Problem to work on = Rescale everything from the line containing "Class, indicate each instance of the serrated" down to the line containing "Class, indicate each instance of the star-shaped", both ends included, and give only those lines again, requests and all. Multiply every point coordinate in the answers by 0.85 and round each to a whole number, with halves rounding up.

Source records =

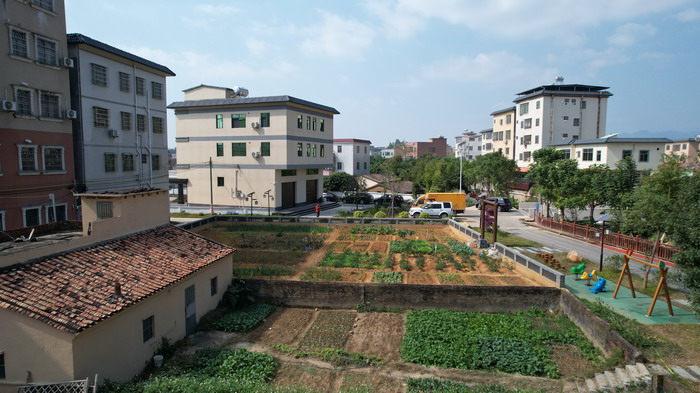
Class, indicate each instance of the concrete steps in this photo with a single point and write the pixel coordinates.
--
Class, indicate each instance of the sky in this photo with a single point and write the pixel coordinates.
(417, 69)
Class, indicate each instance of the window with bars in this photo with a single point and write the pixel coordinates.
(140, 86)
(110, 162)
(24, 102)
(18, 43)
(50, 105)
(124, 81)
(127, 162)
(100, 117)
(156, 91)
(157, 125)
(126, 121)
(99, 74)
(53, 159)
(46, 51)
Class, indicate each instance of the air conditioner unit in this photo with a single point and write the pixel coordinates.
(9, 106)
==
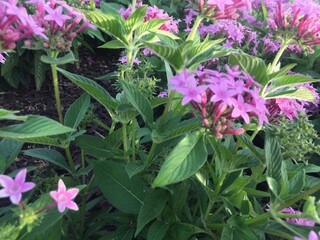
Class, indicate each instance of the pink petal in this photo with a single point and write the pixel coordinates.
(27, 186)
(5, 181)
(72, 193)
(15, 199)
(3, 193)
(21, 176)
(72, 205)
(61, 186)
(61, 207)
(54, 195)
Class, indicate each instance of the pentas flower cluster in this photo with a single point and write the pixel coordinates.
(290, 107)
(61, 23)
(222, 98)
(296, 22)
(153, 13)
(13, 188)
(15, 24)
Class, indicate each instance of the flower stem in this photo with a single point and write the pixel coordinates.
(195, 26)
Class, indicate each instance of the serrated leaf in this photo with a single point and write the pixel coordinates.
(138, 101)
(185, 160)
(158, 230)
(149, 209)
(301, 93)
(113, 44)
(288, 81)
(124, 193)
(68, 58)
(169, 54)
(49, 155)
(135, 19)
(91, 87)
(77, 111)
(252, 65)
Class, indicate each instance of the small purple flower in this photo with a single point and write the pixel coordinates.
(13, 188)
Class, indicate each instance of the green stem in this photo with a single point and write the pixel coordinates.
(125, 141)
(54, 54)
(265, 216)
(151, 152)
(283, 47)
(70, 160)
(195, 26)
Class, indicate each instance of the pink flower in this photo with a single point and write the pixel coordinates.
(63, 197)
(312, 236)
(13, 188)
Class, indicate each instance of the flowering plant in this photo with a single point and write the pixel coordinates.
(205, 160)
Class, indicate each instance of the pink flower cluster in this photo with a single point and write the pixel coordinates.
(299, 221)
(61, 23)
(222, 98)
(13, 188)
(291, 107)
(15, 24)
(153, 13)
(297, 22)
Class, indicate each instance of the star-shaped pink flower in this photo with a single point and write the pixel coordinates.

Solution =
Class, indicate each instance of the serrated leaf in this photo with a single point and write the pixel coordinates.
(117, 86)
(157, 136)
(134, 196)
(127, 178)
(256, 79)
(96, 37)
(245, 69)
(105, 164)
(58, 49)
(144, 46)
(42, 132)
(115, 16)
(77, 74)
(65, 94)
(214, 55)
Class, indicate each instance of the small purple flower in this photo with a single point and write the pixel coordinates.
(11, 160)
Class, indicate each instance of the green stem in this photo with a single point and write the pixel coordinates.
(106, 120)
(46, 46)
(225, 184)
(128, 129)
(241, 40)
(60, 136)
(166, 22)
Class, indicate each instance of the pink flower in this photo with a single point and write the pixel coordinates.
(54, 167)
(265, 201)
(11, 160)
Class, indicate each instance of the flowering plant in this photo with a single point and write the pixel coordinates.
(174, 136)
Class, indicate each instance of the pink flower cluster in this photo with a single point and write the pixel coordinates.
(254, 188)
(52, 20)
(189, 83)
(11, 160)
(247, 91)
(13, 20)
(130, 11)
(252, 19)
Class, indicate each instance of the star-shaped pink flower in this photo with a single point and write the pixel coordinates.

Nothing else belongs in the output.